• What to work on:
1) Say whether each statement agrees with the article on Bhadu folk singers, answering yes or no and quoting the words of the article that decide it: (a) every participant in the contest received Rs 800; (b) fifty Bhadu troupes took part; (c) Ranendranath Sarkar is the chief of the gram panchayat.
2) Rewrite the article on Bhadu folk singers starting with "Bhadu singers, who" and going on through "in dire straits.", swapping "clay idol" for "terracotta idol".
3) Write the next part of the article on Bhadu folk singers, starting after its last sentence.

• Page excerpt:
Regular-article-logo Tuesday, 26 September 2023

Pre-Puja gift for Bhadu folk singers

Panchayat hosts contest, offers participants money

Snehamoy Chakraborty Bolpur(Birbhum) Published 24.09.20, 02:25 AM
Performers at the Badhu song competition at Ruppur in Birbhum.

Performers at the Badhu song competition at Ruppur in Birbhum. Amarnath Dutta

A Birbhum panchayat on Wednesday helped out Bhadu folk singers, whose earnings have virtually stopped amid the Covid pandemic, by hosting a contest for them and giving all participants money ahead of Durga Puja.

Bhadu singers, who roam and sing songs carrying a clay idol of Bhadu, a much-loved princess who cared for farmers and labourers, are a familiar sight in Birbhum, East and West Burdwan, Purulia and Bankura, in the Bengali month of Bhadro, but the pandemic has left them in dire straits.


On Wednesday, Ruppur gram panchayat near Bolpur in Birbhum gave 20 Bhadu troupes from the district an arena to stage their seasonal performances, two full meals and Rs 800 to every participant in what villagers termed the “spirit of the Puja season”.

“We came forward to organise such a fest for the first time as we thought to help the folk singers,” said Ranendranath Sarkar, the deputy chief of the gram panchayat.

“This Puja is going to be different for sure. The onus is on us to help out the needy,” said another gram panchayat member in Ruppur.

• Entries provided:

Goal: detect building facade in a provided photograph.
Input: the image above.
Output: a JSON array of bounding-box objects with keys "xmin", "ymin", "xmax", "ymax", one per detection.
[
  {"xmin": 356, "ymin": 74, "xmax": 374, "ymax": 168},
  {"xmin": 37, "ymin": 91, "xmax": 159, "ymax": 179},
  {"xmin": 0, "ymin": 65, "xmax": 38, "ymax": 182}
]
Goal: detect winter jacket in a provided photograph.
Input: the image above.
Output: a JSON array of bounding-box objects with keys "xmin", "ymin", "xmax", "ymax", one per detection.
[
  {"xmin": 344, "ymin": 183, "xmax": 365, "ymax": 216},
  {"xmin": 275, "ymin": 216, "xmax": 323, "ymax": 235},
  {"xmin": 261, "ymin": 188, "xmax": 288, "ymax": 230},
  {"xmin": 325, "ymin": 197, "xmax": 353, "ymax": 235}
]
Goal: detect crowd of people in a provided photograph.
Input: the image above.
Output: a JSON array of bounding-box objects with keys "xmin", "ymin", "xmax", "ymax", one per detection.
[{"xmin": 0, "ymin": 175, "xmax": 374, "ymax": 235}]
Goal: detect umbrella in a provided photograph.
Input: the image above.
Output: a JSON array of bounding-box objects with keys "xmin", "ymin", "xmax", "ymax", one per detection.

• Responses:
1)
(a) Yes: "Rs 800 to every participant"
(b) No: "gave 20 Bhadu troupes from the district an arena"
(c) No: "Ranendranath Sarkar, the deputy chief of the gram panchayat"

2)
Bhadu singers, who roam and sing songs carrying a terracotta idol of Bhadu, a much-loved princess who cared for farmers and labourers, are a familiar sight in Birbhum, East and West Burdwan, Purulia and Bankura, in the Bengali month of Bhadro, but the pandemic has left them in dire straits.

3)
Sarkar added: “We have organised assistance in the form of a fun competition and kept prizes for the winners. But we are also providing financial assistance of Rs 800 each to all participants as this year they could not perform their regular events in order to earn money.”

A woman returns home with her cattle at Rajatpur in Birbhum on Wednesday.

A woman returns home with her cattle at Rajatpur in Birbhum on Wednesday. Indrajit Roy

Artisans were also offered breakfast and lunch by the panchayat early on Wednesday.

Bhadu is a recognised folk tradition in south Bengal. Roaming bands of folk singers perform across villages, the songs being entreaties to a female clay idol representing Bhadu or princess Bhadravati.

According to folk researcher and writer Aditya Mukherjee, the tradition started in Bengal in the 16th century following the death of princess Bhadravati of Purulia.

“It is known that there was a princess from Purulia, Bhadravati, who was very sympathetic to poor farmers and labourers and helped them in crises. She was very popular among poor villagers. After she died young, her followers wrote songs requesting her not to leave them,” Mukherjee said.

“The tradition started and spread to different Bengal districts. The folk singers roam in villages and collect money and rice by performing Bhadu songs,” he added.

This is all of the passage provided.